#### Written instruction
Copy out all of the data below, switching each "retail-shelf audit" to "inventory check" and keeping everything else the same.

○ ○ ○ ○ ○

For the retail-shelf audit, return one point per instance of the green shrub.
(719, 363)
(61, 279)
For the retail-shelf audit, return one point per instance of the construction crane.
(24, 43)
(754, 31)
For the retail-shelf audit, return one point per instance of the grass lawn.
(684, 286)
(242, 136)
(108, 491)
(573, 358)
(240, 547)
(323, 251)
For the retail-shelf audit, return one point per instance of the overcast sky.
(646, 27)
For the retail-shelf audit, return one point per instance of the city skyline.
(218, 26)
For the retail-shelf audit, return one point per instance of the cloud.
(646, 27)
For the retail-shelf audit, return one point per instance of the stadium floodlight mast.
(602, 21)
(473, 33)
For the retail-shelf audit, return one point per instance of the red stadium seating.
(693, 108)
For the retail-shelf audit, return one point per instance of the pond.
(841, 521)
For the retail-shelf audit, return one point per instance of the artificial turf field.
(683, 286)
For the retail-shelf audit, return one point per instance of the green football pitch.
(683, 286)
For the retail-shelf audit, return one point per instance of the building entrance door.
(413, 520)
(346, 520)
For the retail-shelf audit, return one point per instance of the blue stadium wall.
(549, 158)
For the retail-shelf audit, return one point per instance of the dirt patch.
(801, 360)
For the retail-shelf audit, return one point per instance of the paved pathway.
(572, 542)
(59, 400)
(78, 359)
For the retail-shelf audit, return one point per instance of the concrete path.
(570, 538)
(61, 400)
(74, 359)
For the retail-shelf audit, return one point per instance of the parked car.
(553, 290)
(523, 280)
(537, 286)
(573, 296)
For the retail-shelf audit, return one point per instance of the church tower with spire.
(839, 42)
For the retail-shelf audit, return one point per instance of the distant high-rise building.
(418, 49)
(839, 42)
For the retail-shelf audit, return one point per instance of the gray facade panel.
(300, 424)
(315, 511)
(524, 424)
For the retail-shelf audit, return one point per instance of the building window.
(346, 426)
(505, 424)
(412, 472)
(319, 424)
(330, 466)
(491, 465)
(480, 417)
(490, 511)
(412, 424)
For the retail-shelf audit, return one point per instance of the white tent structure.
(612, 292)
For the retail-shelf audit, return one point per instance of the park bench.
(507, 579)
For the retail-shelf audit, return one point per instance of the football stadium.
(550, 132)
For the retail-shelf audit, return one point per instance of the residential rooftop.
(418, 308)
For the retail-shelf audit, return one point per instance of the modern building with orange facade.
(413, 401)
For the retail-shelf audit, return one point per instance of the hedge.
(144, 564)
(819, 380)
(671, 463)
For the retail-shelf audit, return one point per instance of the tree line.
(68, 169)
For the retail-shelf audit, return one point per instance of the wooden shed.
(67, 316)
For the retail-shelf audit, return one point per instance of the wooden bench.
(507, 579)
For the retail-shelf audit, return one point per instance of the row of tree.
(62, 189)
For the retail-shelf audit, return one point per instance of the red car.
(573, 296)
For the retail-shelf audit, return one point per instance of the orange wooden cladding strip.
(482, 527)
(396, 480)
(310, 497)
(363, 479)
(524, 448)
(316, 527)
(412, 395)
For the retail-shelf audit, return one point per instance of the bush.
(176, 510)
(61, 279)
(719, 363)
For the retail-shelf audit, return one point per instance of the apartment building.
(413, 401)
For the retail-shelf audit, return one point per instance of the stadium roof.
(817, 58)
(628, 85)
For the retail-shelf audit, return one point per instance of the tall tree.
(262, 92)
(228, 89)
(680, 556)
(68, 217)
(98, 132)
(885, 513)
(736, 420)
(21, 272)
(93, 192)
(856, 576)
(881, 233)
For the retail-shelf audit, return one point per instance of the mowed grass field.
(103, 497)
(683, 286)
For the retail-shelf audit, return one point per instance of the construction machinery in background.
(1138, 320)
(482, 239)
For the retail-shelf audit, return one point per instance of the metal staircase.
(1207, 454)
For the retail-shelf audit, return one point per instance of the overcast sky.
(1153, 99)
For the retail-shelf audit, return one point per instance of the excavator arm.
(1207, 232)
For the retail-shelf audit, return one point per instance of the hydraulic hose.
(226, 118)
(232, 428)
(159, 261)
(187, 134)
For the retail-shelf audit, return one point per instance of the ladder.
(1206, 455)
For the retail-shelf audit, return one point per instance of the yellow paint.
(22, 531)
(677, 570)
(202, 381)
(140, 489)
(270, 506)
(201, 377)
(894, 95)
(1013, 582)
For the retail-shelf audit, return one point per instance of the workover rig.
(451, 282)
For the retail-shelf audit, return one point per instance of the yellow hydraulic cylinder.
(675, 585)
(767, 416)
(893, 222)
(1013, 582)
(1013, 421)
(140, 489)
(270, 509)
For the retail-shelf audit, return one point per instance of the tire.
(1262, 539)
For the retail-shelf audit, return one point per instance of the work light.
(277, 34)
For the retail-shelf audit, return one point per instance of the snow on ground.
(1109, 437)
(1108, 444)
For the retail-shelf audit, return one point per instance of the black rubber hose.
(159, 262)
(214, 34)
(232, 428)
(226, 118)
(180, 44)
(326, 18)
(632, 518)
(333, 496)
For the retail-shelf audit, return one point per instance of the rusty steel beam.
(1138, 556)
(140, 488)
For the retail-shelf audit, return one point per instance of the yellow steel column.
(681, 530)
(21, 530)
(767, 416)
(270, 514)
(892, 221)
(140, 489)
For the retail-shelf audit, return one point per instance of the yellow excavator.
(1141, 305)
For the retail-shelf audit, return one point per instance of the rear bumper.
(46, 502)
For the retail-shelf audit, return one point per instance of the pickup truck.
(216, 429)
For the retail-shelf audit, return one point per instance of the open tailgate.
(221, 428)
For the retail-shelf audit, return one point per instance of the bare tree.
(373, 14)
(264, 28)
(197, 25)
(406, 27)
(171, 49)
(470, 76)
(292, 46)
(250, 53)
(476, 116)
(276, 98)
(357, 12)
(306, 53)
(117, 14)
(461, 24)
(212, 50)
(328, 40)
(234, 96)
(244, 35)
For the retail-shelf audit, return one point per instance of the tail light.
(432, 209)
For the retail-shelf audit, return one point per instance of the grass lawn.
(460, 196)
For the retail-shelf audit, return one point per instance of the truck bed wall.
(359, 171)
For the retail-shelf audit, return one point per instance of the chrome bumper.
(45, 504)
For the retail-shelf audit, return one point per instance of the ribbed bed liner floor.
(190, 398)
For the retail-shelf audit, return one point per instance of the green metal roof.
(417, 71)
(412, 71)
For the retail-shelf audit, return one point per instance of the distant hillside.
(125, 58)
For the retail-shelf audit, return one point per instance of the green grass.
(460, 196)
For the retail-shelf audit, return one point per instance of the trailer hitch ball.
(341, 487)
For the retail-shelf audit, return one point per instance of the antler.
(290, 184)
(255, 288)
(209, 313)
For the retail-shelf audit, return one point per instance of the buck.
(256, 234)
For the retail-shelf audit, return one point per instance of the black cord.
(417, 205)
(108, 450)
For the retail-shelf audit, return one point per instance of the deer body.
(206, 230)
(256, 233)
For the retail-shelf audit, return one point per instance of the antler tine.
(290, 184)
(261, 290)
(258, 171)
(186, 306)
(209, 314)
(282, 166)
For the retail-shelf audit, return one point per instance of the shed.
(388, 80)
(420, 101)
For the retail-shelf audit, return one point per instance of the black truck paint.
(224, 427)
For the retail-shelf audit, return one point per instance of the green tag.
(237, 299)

○ ○ ○ ○ ○

#### Task result
For the inventory check, return one point per instance of the green shrub.
(719, 363)
(61, 279)
For the inventory check, return one point per instance of the construction crane.
(24, 43)
(754, 31)
For the inventory check, return one point per instance of the grass lawn.
(684, 286)
(242, 136)
(108, 491)
(573, 358)
(240, 547)
(323, 251)
For the inventory check, return one point per instance of the overcast sky.
(646, 27)
For the inventory check, return one point per instance of the city skyline.
(218, 26)
For the inventory check, return one point per instance of the cloud.
(646, 27)
For the inventory check, return one point per instance of the stadium floodlight mast.
(602, 21)
(473, 33)
For the inventory check, return one point per instance of the red stadium seating.
(693, 108)
For the inventory check, return one point per instance of the pond.
(841, 521)
For the inventory check, return one point per instance of the artificial turf field.
(683, 286)
For the inventory check, return one point per instance of the green football pitch.
(683, 286)
For the inventory check, return one point per instance of the building entrance door.
(413, 520)
(346, 520)
For the inventory check, return one point per instance of the blue stadium wall.
(549, 158)
For the inventory check, return one point per instance of the dirt patch.
(801, 360)
For the inventory check, return one point per instance of the paved pathway.
(572, 542)
(59, 400)
(78, 359)
For the inventory check, return one point per instance of the concrete path.
(570, 538)
(61, 400)
(74, 359)
For the inventory check, return one point per instance of the parked car.
(553, 290)
(523, 280)
(537, 286)
(573, 296)
For the inventory check, return one point per instance of the church tower with spire.
(839, 42)
For the inventory check, return one point per instance of the distant high-rise building.
(418, 49)
(839, 42)
For the inventory check, return one point per instance of the gray facade panel.
(300, 424)
(315, 511)
(524, 424)
For the inventory check, return one point per instance of the building window.
(346, 426)
(505, 424)
(412, 472)
(319, 424)
(330, 466)
(491, 465)
(480, 417)
(490, 511)
(412, 424)
For the inventory check, return one point per instance of the white tent structure.
(612, 292)
For the inventory check, return one point per instance of the park bench.
(507, 579)
For the inventory check, return one point per instance of the football stadium.
(550, 132)
For the inventory check, return one point per instance of the residential rooftop.
(418, 308)
For the inventory check, return one point per instance of the modern building with orange facade.
(413, 401)
For the inventory check, return one point per instance of the hedge.
(144, 564)
(819, 380)
(671, 463)
For the inventory check, return one point per instance of the tree line.
(68, 169)
For the inventory check, return one point per instance of the wooden shed.
(67, 316)
For the inventory check, return one point per instance of the wooden bench.
(507, 579)
For the inventory check, return one point per instance of the row of tree.
(62, 189)
For the inventory check, return one point per instance of the red car.
(573, 296)
For the inventory check, return one point per instance of the orange wooden cladding strip.
(482, 527)
(396, 480)
(310, 497)
(363, 479)
(524, 448)
(316, 527)
(412, 395)
For the inventory check, return one point per instance of the bush.
(176, 510)
(61, 279)
(719, 363)
For the inventory check, return one point per instance of the apartment building.
(413, 401)
For the inventory check, return one point per instance of the stadium roof.
(817, 58)
(628, 85)
For the inventory check, return one point per instance of the tall tree.
(262, 92)
(228, 89)
(680, 556)
(68, 217)
(98, 132)
(885, 513)
(736, 420)
(21, 272)
(93, 192)
(856, 576)
(881, 233)
For the inventory check, return one point per instance of the mowed grass field.
(103, 497)
(683, 286)
For the inventory check, return one point per instance of the construction machinery in background.
(1138, 320)
(482, 239)
For the inventory check, return one point per instance of the metal staircase.
(1207, 454)
For the inventory check, return one point per instance of the overcast sky.
(1153, 99)
For the inventory check, return one point per instance of the excavator arm.
(1207, 232)
For the inventory check, return one point per instance of the hydraulic hose.
(226, 118)
(232, 428)
(159, 261)
(187, 134)
For the inventory check, return one point per instance of the ladder.
(1206, 455)
For the inventory check, return one point per instance of the yellow paint.
(22, 531)
(677, 570)
(202, 381)
(140, 489)
(270, 506)
(201, 377)
(894, 95)
(1013, 582)
For the inventory check, return one point per instance of the workover rig.
(451, 282)
For the inventory check, return one point per instance of the yellow hydraulic cylinder.
(675, 585)
(767, 416)
(893, 222)
(1013, 582)
(1013, 421)
(140, 489)
(270, 509)
For the inventory check, return one point per instance of the tire.
(1262, 539)
For the inventory check, return one point per instance of the work light.
(277, 34)
For the inventory check, return one point per instance of the snow on ground.
(1109, 437)
(1108, 444)
For the inventory check, return one point per instance of the black rubber hose.
(159, 262)
(214, 34)
(232, 428)
(226, 118)
(180, 44)
(326, 18)
(632, 518)
(333, 496)
For the inventory check, return one point per instance of the rusty steel beam.
(1138, 556)
(140, 488)
For the inventory check, return one point per instance of the yellow steel column.
(681, 530)
(21, 530)
(767, 416)
(270, 514)
(892, 221)
(140, 489)
For the inventory check, return one point per instance of the yellow excavator.
(1141, 305)
For the inventory check, return one point per instance of the rear bumper.
(46, 502)
For the inventory check, return one point per instance of the pickup truck.
(216, 429)
For the inventory check, return one point per instance of the open tailgate.
(221, 428)
For the inventory check, return one point per instance of the bare tree.
(373, 14)
(264, 28)
(197, 25)
(406, 27)
(171, 49)
(470, 76)
(292, 46)
(250, 53)
(476, 116)
(276, 98)
(357, 12)
(306, 53)
(117, 14)
(461, 24)
(212, 50)
(328, 40)
(234, 96)
(244, 35)
For the inventory check, return one point per instance of the tail light.
(432, 209)
For the inventory check, return one point per instance of the grass lawn.
(460, 196)
For the inventory check, return one point per instance of the truck bed wall.
(359, 171)
For the inventory check, return one point per instance of the chrome bumper.
(45, 504)
For the inventory check, return one point per instance of the ribbed bed liner floor.
(190, 398)
For the inventory check, return one point per instance of the green metal roof.
(417, 71)
(412, 71)
For the inventory check, return one point per instance of the distant hillside.
(125, 58)
For the inventory check, return one point per instance of the green grass.
(460, 196)
For the inventory check, return one point per instance of the trailer hitch ball.
(341, 487)
For the inventory check, return one point per instance of the antler.
(290, 184)
(255, 288)
(209, 313)
For the inventory check, return one point per instance of the buck.
(256, 234)
For the inventory check, return one point per instance of the black cord.
(417, 205)
(108, 450)
For the inventory check, return one point per instance of the deer body.
(206, 230)
(256, 233)
For the inventory check, return one point per instance of the antler tine.
(290, 184)
(261, 290)
(258, 171)
(186, 306)
(209, 314)
(282, 166)
For the inventory check, return one point per instance of the shed.
(388, 80)
(420, 101)
For the inventory check, return one point per instance of the black truck paint.
(224, 427)
For the inventory check, return one point per instance of the green tag.
(237, 299)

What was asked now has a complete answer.